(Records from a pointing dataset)
○ ○ ○ ○

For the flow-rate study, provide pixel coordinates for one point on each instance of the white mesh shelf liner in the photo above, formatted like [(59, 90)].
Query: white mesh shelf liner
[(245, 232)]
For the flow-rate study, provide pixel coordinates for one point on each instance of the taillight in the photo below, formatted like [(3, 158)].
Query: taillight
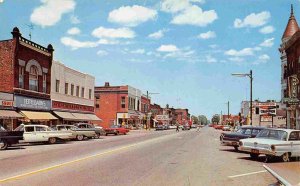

○ ○ ○ ○

§ **Task directions**
Copy every record above word for word, leaving out the pictures.

§ **Finished exercise**
For the flow-rate study, provide pixel coordinates for one point on each instance of the white mesh shelf liner in the photo above, formatted like [(59, 90)].
Query: white mesh shelf liner
[(245, 232)]
For the flow-rate study, provide pixel coordinates for one point on each instance of the taillight in the photo below, formatted like [(3, 158)].
Query: taillight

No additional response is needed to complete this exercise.